About a year ago, the Guardian posted a piece in which writer, Catherine Nichols, tells how when she queried her novel under her actual name, she got only a few responses from literary agents. Yet, when she sent out the same novel, with the same query letter, the only difference being she sent all this out under a male name, she received eight times more responses than she did contacting agents as a writer named Catherine.
When Nichols received replies to Catherine, she was told her writing was “beautiful,” but that her main character—a woman—wasn’t very “plucky.” As a man, the compliments were larger in number. Even her rejections were kind, with phrases like “clever” and “well-constructed” being used to describe the book.
In 1998, Francine Prose wrote an explosive essay, Scent of a Woman’s Ink, in which she discussed how sexism affected women writers in a negative way. Prose was forced to revisit this topic again in 2011, after VS Naipaul stated that no woman writer, including Jane Austen, was his equal.
I’ve often joked with my daughter and girlfriends that it must be nice to be as confident as some of the men we encounter at work or school or in our everyday lives—men who are not at all extraordinary, but are absolutely convinced they are immensely smarter than we women, hampered with our vaginas and all. I think Naipaul more than proved Prose’s critique to be accurate.
I guess it should come as no surprise that the literary world treats male writers with more respect and affection. And it’s not just the male writers getting the accolades. Books that feature male protagonists are more likely to win literary awards. Because of this, the novelist Kamila Shamsie has suggested that 2018 be the year only women writers get published.
While women writers get overlooked and dismissed too easily, because it seems that writing chick lit is the worst thing a woman writer can do, I decided to find out exactly what books comprise chick lit and found a Chick Lit Fan Club. This club’s website lists its top 100 picks for the chick lit books women love. Not surprisingly, Bridget Jones’s Diary made the Number One spot. However, I admit to being a bit surprised to find Waiting to Exhale on this list, as well. I’ve always regarded that book and its subsequent movie to be about strong, talented women, who just happened to get involved with men along the way. I never viewed it as being a book about women looking for men. And while I’ve not read In Her Shoes, the movie is funny and wonderfully touching, showing how two sisters bridge their differences and their painful childhood and come together as best friends. The man part is secondary to the story.
This is not to say that there’s anything wrong with books that include women looking for men. I’ve not read Bridget Jones’s Diary, but my daughter tells me it’s funnier than the movie, and I adore the movie. I don’t find myself gravitating towards modern books that center around romance, but some of the classics, like Pride and Prejudice describe multiple romances, and I have to admit to being a Jane Austen fan (despite VS Naipaul’s dismissal of her writing). So, maybe we need to look more closely at whether a woman author has written a book that is interesting and well-written and disabuse this notion that men are the superior writers.
After all, there’s nothing wrong with women writers!

SOURCE INFORMATION:

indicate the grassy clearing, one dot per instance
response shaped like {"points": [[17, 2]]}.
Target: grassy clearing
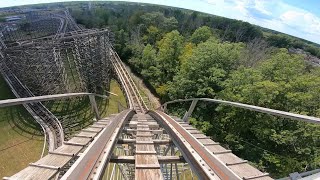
{"points": [[21, 139]]}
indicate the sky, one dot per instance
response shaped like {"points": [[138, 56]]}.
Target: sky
{"points": [[300, 18]]}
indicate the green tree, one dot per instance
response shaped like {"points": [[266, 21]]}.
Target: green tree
{"points": [[206, 69], [170, 47], [201, 34]]}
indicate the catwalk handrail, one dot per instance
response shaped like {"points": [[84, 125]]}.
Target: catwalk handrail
{"points": [[285, 114], [18, 101]]}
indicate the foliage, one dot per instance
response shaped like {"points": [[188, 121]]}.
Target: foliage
{"points": [[185, 54]]}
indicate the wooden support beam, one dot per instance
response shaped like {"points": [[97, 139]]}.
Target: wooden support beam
{"points": [[155, 141], [161, 159]]}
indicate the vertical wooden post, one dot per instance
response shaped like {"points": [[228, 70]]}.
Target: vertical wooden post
{"points": [[94, 106]]}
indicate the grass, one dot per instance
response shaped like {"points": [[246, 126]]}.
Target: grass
{"points": [[21, 139]]}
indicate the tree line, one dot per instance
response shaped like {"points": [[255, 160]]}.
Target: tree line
{"points": [[186, 54]]}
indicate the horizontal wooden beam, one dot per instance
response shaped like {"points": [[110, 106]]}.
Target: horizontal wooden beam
{"points": [[162, 159], [133, 141]]}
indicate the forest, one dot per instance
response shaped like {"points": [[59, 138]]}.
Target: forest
{"points": [[183, 54]]}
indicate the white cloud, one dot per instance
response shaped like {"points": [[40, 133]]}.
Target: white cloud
{"points": [[307, 22], [261, 7]]}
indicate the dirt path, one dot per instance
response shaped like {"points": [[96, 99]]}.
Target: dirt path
{"points": [[142, 87]]}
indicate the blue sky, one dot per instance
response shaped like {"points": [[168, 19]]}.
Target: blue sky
{"points": [[299, 18]]}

WHAT THIS EXERCISE ASKS:
1. In the essay on women writers, copy word for word the part starting at "I’ve often joked" and ending at "to be accurate.".
2. According to the essay on women writers, how many times more responses did Catherine Nichols receive when she sent her novel out under a male name?
3. Translate this sentence from the essay on women writers into Spanish: "Books that feature male protagonists are more likely to win literary awards."
The material plays no part in this work.

ANSWERS BY TASK:
1.
I’ve often joked with my daughter and girlfriends that it must be nice to be as confident as some of the men we encounter at work or school or in our everyday lives—men who are not at all extraordinary, but are absolutely convinced they are immensely smarter than we women, hampered with our vaginas and all. I think Naipaul more than proved Prose’s critique to be accurate.

2. Eight times more.

3. Los libros que presentan protagonistas masculinos tienen más probabilidades de ganar premios literarios.